WHAT THE EXERCISE ASKS. Return everything from the start of the items down to the line containing "170L317 176L321 259L335", inclusive, as a JSON list of strings with one string per line, blank lines omitted. Leave the pictures out.

• • • • •

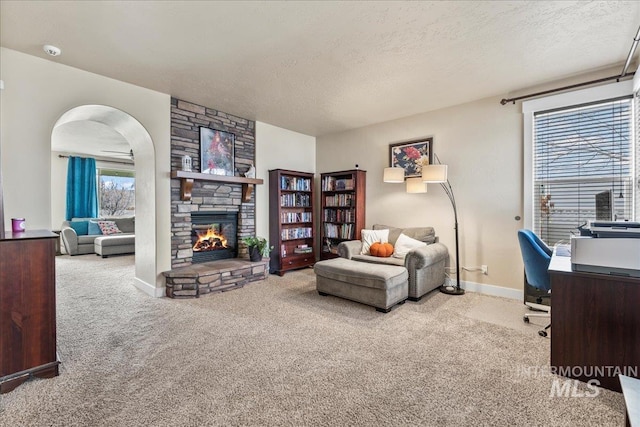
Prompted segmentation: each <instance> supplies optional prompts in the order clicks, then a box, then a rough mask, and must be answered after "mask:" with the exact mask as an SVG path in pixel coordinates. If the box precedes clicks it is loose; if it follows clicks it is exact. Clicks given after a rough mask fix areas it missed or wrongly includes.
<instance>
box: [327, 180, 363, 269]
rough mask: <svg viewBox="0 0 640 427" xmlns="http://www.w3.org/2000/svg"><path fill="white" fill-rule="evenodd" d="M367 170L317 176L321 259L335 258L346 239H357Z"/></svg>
mask: <svg viewBox="0 0 640 427" xmlns="http://www.w3.org/2000/svg"><path fill="white" fill-rule="evenodd" d="M366 184H367V172H366V171H363V170H360V169H353V170H347V171H340V172H327V173H323V174H321V175H320V188H321V193H320V202H321V206H322V210H321V212H320V238H321V240H320V259H329V258H335V257H337V256H338V253H337V248H338V244H339V243H340V242H343V241H345V240H359V239H360V230H362V229H363V228H364V223H365V200H366V198H365V196H366V186H367V185H366Z"/></svg>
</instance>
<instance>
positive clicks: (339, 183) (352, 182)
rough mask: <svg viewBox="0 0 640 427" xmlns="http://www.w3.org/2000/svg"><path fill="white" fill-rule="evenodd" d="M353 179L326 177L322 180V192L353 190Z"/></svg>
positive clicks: (331, 176) (330, 176)
mask: <svg viewBox="0 0 640 427" xmlns="http://www.w3.org/2000/svg"><path fill="white" fill-rule="evenodd" d="M353 188H354V187H353V178H336V177H334V176H326V177H325V178H324V179H323V180H322V191H342V190H353Z"/></svg>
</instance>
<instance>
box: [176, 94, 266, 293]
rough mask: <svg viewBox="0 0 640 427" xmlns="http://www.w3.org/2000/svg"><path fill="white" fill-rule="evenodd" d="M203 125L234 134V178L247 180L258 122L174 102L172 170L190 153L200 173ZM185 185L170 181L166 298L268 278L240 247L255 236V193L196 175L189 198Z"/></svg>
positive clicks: (265, 270)
mask: <svg viewBox="0 0 640 427" xmlns="http://www.w3.org/2000/svg"><path fill="white" fill-rule="evenodd" d="M200 127H205V128H209V129H214V130H221V131H224V132H229V133H232V134H234V135H235V143H234V153H233V154H234V156H233V157H234V162H233V163H234V169H235V176H237V177H241V176H243V174H244V173H245V172H246V171H247V170H248V169H249V168H250V167H251V165H252V164H255V160H256V159H255V122H254V121H251V120H247V119H243V118H241V117H236V116H233V115H230V114H227V113H224V112H222V111H218V110H215V109H212V108H209V107H204V106H201V105H197V104H193V103H190V102H187V101H183V100H179V99H176V98H172V99H171V170H172V171H180V170H181V169H182V156H184V155H188V156H190V157H191V159H192V171H193V172H194V173H196V174H199V173H200V172H201V167H200ZM172 176H173V175H172ZM209 177H210V176H209ZM182 183H183V182H182V181H181V179H178V178H176V179H172V180H171V268H172V270H170V271H167V272H165V273H164V276H165V279H166V285H167V296H170V297H173V298H180V297H182V298H188V297H191V298H193V297H199V296H200V295H203V294H207V293H214V292H221V291H226V290H230V289H235V288H238V287H242V286H244V284H246V283H248V282H251V281H255V280H261V279H264V278H266V275H267V274H268V262H267V261H260V262H257V263H251V262H249V260H248V254H247V249H246V247H244V245H242V244H241V243H240V242H241V241H242V238H243V237H246V236H251V235H255V233H256V229H255V192H254V193H253V194H249V195H248V196H247V197H245V194H244V193H243V186H242V184H238V183H235V182H223V181H215V180H205V179H198V177H197V176H196V178H195V179H193V183H192V187H191V188H190V195H189V198H188V199H187V198H185V197H184V191H183V188H182V187H181V185H182ZM211 213H215V214H216V215H218V216H217V217H216V218H215V219H213V220H212V218H210V217H207V215H210V214H211ZM203 217H204V218H203ZM212 224H213V227H210V226H211V225H212ZM210 229H211V232H210V231H209V230H210ZM233 229H235V230H233ZM200 234H203V235H204V237H205V239H206V243H202V244H200V245H199V246H198V248H194V247H195V246H196V241H195V240H194V239H195V237H196V236H199V235H200ZM219 234H223V236H220V235H219ZM225 246H226V247H225ZM201 249H206V250H201Z"/></svg>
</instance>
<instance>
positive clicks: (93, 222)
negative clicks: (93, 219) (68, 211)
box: [89, 221, 102, 236]
mask: <svg viewBox="0 0 640 427" xmlns="http://www.w3.org/2000/svg"><path fill="white" fill-rule="evenodd" d="M98 234H102V230H100V226H99V225H98V221H89V235H90V236H95V235H98Z"/></svg>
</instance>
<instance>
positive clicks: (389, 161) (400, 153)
mask: <svg viewBox="0 0 640 427" xmlns="http://www.w3.org/2000/svg"><path fill="white" fill-rule="evenodd" d="M389 155H390V159H389V166H391V167H400V168H403V169H404V176H405V178H412V177H418V176H422V165H427V164H433V138H425V139H421V140H417V141H410V142H399V143H396V144H389Z"/></svg>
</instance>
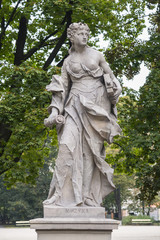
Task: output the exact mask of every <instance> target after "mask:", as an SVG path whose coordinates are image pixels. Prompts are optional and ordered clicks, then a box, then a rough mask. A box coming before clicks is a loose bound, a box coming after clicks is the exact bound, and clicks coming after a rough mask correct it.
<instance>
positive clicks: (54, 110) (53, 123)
mask: <svg viewBox="0 0 160 240" xmlns="http://www.w3.org/2000/svg"><path fill="white" fill-rule="evenodd" d="M57 116H58V110H57V109H56V108H53V109H52V113H51V114H50V115H49V117H48V118H45V119H44V125H45V126H46V127H52V126H53V124H55V123H56V117H57Z"/></svg>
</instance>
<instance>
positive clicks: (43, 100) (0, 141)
mask: <svg viewBox="0 0 160 240" xmlns="http://www.w3.org/2000/svg"><path fill="white" fill-rule="evenodd" d="M54 72H56V69H54ZM51 74H52V73H48V74H47V73H46V72H45V71H43V70H41V69H39V68H36V67H35V68H33V67H30V66H29V65H28V64H25V65H22V66H20V67H15V66H9V67H6V66H4V67H3V68H1V80H2V81H1V85H0V90H1V92H0V93H1V102H0V122H2V123H3V125H7V126H9V128H10V131H11V134H10V136H9V138H8V141H7V142H6V141H5V136H4V137H3V135H2V137H1V139H0V143H1V144H0V153H1V154H0V156H1V157H0V160H1V161H0V169H1V170H0V172H1V173H3V172H5V175H4V178H5V180H7V179H9V182H7V185H8V187H9V186H10V185H12V184H14V183H15V182H16V181H19V182H25V183H34V181H35V178H36V177H37V176H38V173H39V168H40V167H42V166H43V164H44V157H45V156H46V155H48V153H49V144H47V142H46V140H47V139H49V138H50V137H51V136H52V137H53V141H54V143H55V141H57V140H56V139H57V138H56V132H55V129H53V130H52V131H50V132H49V131H48V130H47V129H46V128H45V127H44V125H43V121H44V118H45V117H46V116H47V110H46V109H47V106H48V105H49V103H50V95H49V94H48V92H47V91H45V86H46V85H47V83H48V82H49V80H50V78H51ZM2 134H3V130H2ZM13 169H14V171H13Z"/></svg>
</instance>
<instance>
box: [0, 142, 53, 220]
mask: <svg viewBox="0 0 160 240" xmlns="http://www.w3.org/2000/svg"><path fill="white" fill-rule="evenodd" d="M56 156H57V148H56V147H52V151H51V154H50V157H49V159H46V161H45V164H44V167H43V168H41V169H40V172H39V177H38V178H37V179H36V184H35V185H31V184H28V185H27V184H22V183H17V184H16V185H15V186H14V187H13V186H12V188H11V189H10V190H7V189H6V187H5V185H4V180H3V178H2V177H1V178H0V223H1V224H8V223H13V224H15V222H16V221H19V220H30V219H32V218H37V217H42V212H43V209H42V202H43V201H44V200H45V199H46V198H47V194H48V189H49V184H50V181H51V177H52V172H51V171H50V170H51V169H52V168H53V167H54V162H55V158H56Z"/></svg>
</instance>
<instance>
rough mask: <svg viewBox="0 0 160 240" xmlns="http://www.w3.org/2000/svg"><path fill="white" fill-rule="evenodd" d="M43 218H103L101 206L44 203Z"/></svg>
mask: <svg viewBox="0 0 160 240" xmlns="http://www.w3.org/2000/svg"><path fill="white" fill-rule="evenodd" d="M43 211H44V218H53V217H54V218H105V208H103V207H68V208H66V207H58V206H54V205H44V206H43Z"/></svg>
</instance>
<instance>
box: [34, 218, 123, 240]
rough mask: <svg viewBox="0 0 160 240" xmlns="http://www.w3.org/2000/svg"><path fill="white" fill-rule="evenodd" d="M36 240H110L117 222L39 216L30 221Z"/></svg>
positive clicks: (114, 228)
mask: <svg viewBox="0 0 160 240" xmlns="http://www.w3.org/2000/svg"><path fill="white" fill-rule="evenodd" d="M30 224H31V228H33V229H36V232H37V235H38V240H53V239H54V240H62V239H65V240H75V239H76V240H82V239H85V240H97V239H98V240H111V233H112V230H113V229H117V227H118V224H119V223H118V222H117V221H115V220H107V219H95V218H88V219H77V218H66V219H64V218H40V219H34V220H31V221H30Z"/></svg>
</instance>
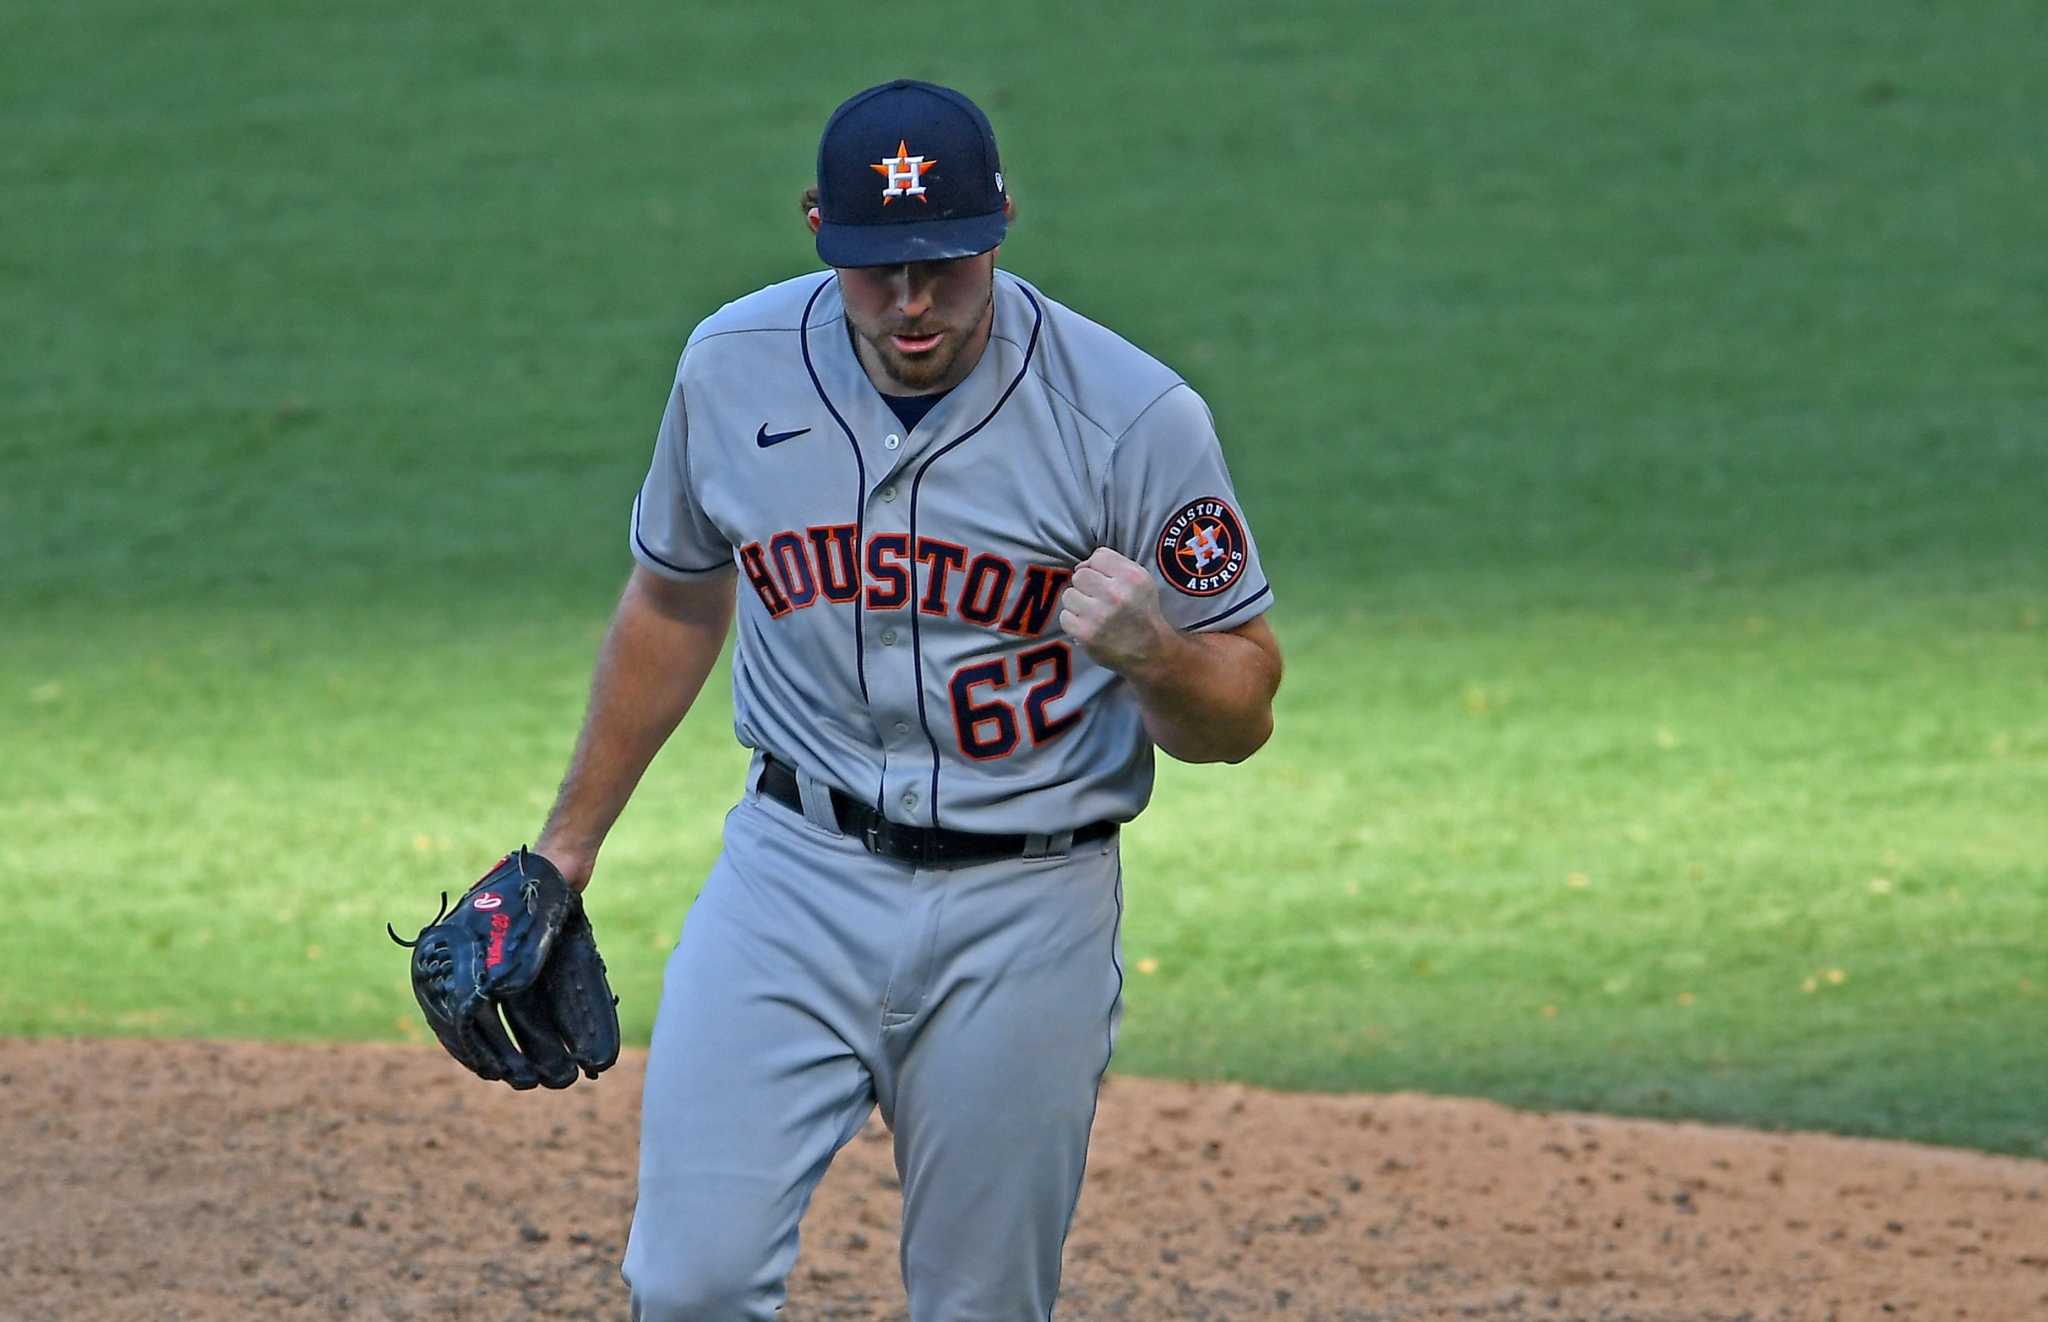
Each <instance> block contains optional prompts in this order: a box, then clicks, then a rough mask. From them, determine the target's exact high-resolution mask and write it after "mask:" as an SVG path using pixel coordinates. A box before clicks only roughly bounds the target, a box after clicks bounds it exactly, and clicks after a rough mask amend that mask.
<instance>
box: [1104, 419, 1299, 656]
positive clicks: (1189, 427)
mask: <svg viewBox="0 0 2048 1322" xmlns="http://www.w3.org/2000/svg"><path fill="white" fill-rule="evenodd" d="M1104 514H1106V534H1108V544H1110V546H1112V548H1116V550H1120V553H1122V555H1126V557H1130V559H1133V561H1137V563H1139V565H1145V567H1147V569H1151V571H1153V577H1155V579H1157V581H1159V606H1161V608H1163V610H1165V618H1167V620H1169V622H1171V624H1174V626H1176V628H1180V630H1182V632H1196V630H1212V628H1237V626H1239V624H1245V622H1247V620H1251V618H1255V616H1257V614H1262V612H1264V610H1266V608H1268V606H1272V587H1270V585H1268V581H1266V571H1264V567H1262V565H1260V548H1257V542H1253V540H1251V524H1249V522H1247V520H1245V514H1243V508H1241V505H1239V503H1237V491H1235V489H1233V487H1231V473H1229V469H1225V465H1223V446H1221V444H1219V442H1217V424H1214V420H1210V415H1208V405H1206V403H1202V397H1200V395H1196V393H1194V391H1192V389H1190V387H1188V385H1176V387H1174V389H1169V391H1167V393H1165V395H1161V397H1159V399H1155V401H1153V405H1151V407H1147V409H1145V413H1141V415H1139V420H1137V422H1133V424H1130V428H1128V430H1126V432H1124V434H1122V438H1120V440H1118V442H1116V452H1114V454H1112V458H1110V475H1108V493H1106V501H1104Z"/></svg>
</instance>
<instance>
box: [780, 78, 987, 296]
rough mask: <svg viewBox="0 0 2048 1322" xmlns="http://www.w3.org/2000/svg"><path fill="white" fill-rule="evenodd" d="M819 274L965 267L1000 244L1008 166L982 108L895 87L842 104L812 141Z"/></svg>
mask: <svg viewBox="0 0 2048 1322" xmlns="http://www.w3.org/2000/svg"><path fill="white" fill-rule="evenodd" d="M817 211H819V227H817V256H819V258H823V262H825V266H897V264H901V262H942V260H948V258H971V256H975V254H977V252H987V250H991V248H995V246H997V244H1001V241H1004V233H1006V231H1008V229H1010V221H1008V219H1006V217H1004V164H1001V158H999V156H997V153H995V129H991V127H989V117H987V115H983V113H981V108H979V106H977V104H975V102H971V100H967V98H965V96H961V94H958V92H954V90H952V88H940V86H936V84H930V82H911V80H909V78H899V80H895V82H885V84H881V86H877V88H868V90H866V92H858V94H854V96H850V98H848V100H844V102H842V104H840V108H838V111H834V113H831V119H827V121H825V133H823V137H819V139H817Z"/></svg>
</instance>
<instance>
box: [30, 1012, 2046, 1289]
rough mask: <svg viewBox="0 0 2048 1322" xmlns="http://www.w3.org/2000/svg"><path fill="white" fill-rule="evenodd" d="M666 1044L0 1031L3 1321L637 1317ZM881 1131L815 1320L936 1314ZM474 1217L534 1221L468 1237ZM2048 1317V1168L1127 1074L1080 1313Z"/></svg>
mask: <svg viewBox="0 0 2048 1322" xmlns="http://www.w3.org/2000/svg"><path fill="white" fill-rule="evenodd" d="M641 1064H643V1056H639V1054H629V1056H627V1058H625V1060H623V1062H621V1064H618V1068H616V1070H614V1072H610V1074H606V1076H604V1078H602V1081H598V1083H580V1085H575V1087H573V1089H569V1091H567V1093H526V1095H514V1093H510V1091H508V1089H504V1087H487V1085H481V1083H477V1081H473V1078H469V1076H467V1074H463V1072H461V1070H459V1068H457V1066H455V1064H451V1062H449V1060H446V1058H444V1056H442V1054H440V1052H438V1050H426V1048H399V1046H369V1048H340V1046H246V1044H211V1042H0V1126H4V1132H0V1316H4V1318H35V1320H43V1318H61V1320H63V1322H96V1320H100V1318H137V1320H139V1318H150V1320H152V1322H160V1320H166V1318H238V1320H240V1318H434V1320H453V1318H623V1316H625V1312H627V1308H625V1289H623V1285H621V1281H618V1257H621V1252H623V1248H625V1234H627V1224H629V1220H631V1214H633V1173H635V1158H633V1152H635V1134H637V1126H639V1083H641ZM897 1197H899V1193H897V1181H895V1171H893V1164H891V1158H889V1144H887V1140H885V1134H883V1130H881V1126H879V1123H874V1126H870V1128H868V1132H866V1134H862V1136H860V1138H858V1140H854V1142H852V1144H850V1146H848V1148H846V1152H844V1154H842V1156H840V1160H838V1162H836V1164H834V1169H831V1175H829V1177H827V1179H825V1185H823V1189H821V1191H819V1195H817V1201H815V1203H813V1207H811V1216H809V1220H807V1222H805V1238H803V1257H801V1259H799V1265H797V1271H795V1275H793V1279H791V1304H788V1310H786V1312H784V1316H786V1318H791V1322H821V1320H827V1318H831V1320H838V1318H848V1320H852V1318H903V1316H905V1314H903V1293H901V1285H899V1283H897V1259H895V1228H897ZM465 1226H494V1228H500V1230H496V1232H489V1234H481V1236H479V1234H465ZM1894 1316H1896V1318H1980V1320H1987V1322H2013V1320H2019V1318H2042V1316H2048V1162H2032V1160H2015V1158H1997V1156H1978V1154H1968V1152H1952V1150H1933V1148H1913V1146H1907V1144H1882V1142H1858V1140H1839V1138H1815V1136H1784V1134H1747V1132H1735V1130H1710V1128H1700V1126H1663V1123H1647V1121H1624V1119H1604V1117H1591V1115H1530V1113H1520V1111H1509V1109H1505V1107H1497V1105H1489V1103H1475V1101H1438V1099H1430V1097H1411V1095H1395V1097H1298V1095H1276V1093H1262V1091H1255V1089H1243V1087H1194V1085H1176V1083H1151V1081H1141V1078H1112V1081H1110V1083H1108V1085H1106V1091H1104V1097H1102V1111H1100V1117H1098V1123H1096V1138H1094V1148H1092V1156H1090V1166H1087V1189H1085V1193H1083V1197H1081V1209H1079V1216H1077V1220H1075V1226H1073V1234H1071V1236H1069V1240H1067V1275H1065V1291H1063V1295H1061V1308H1059V1318H1061V1320H1063V1322H1094V1320H1098V1318H1143V1320H1153V1318H1212V1320H1229V1322H1243V1320H1247V1318H1251V1320H1255V1318H1294V1320H1329V1322H1339V1320H1341V1322H1366V1320H1393V1318H1401V1320H1409V1318H1460V1320H1470V1318H1479V1320H1501V1318H1589V1320H1591V1318H1602V1320H1624V1318H1640V1320H1649V1318H1655V1320H1686V1322H1704V1320H1708V1318H1714V1320H1735V1318H1747V1320H1755V1322H1761V1320H1765V1318H1769V1320H1780V1318H1784V1320H1792V1318H1798V1320H1808V1318H1841V1320H1849V1318H1858V1320H1862V1318H1894Z"/></svg>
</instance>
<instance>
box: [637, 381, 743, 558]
mask: <svg viewBox="0 0 2048 1322" xmlns="http://www.w3.org/2000/svg"><path fill="white" fill-rule="evenodd" d="M688 450H690V415H688V409H686V407H684V399H682V379H680V374H678V379H676V387H674V389H672V391H670V393H668V409H666V411H664V413H662V430H659V434H655V442H653V462H649V465H647V481H643V483H641V489H639V495H637V497H633V559H637V561H639V563H641V565H645V567H647V569H651V571H653V573H659V575H662V577H668V579H694V577H698V575H707V573H715V571H719V569H731V565H733V548H731V544H729V542H727V540H725V536H723V534H721V532H719V530H717V526H715V524H713V522H711V520H709V518H705V512H702V510H700V508H698V503H696V495H694V493H692V491H690V462H688V460H690V454H688Z"/></svg>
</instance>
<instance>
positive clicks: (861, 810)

• • • • •

EXERCISE OUTPUT.
[
  "Prompted segmentation: each <instance> supplies optional prompts in the order clicks, then a box, then a rough mask, and must be answered after \"mask:\" with the exact mask as an SVG path in pixel coordinates. If the box precedes clicks it is loose; if it follows clicks it is exact. Clicks given after a rough mask fix areas it missed or wrongly includes.",
  "<instance>",
  "box: [327, 180, 363, 269]",
  "rough mask: <svg viewBox=\"0 0 640 427\" xmlns=\"http://www.w3.org/2000/svg\"><path fill=\"white\" fill-rule=\"evenodd\" d=\"M367 170L317 176L321 259L335 258L346 239H357Z\"/></svg>"
]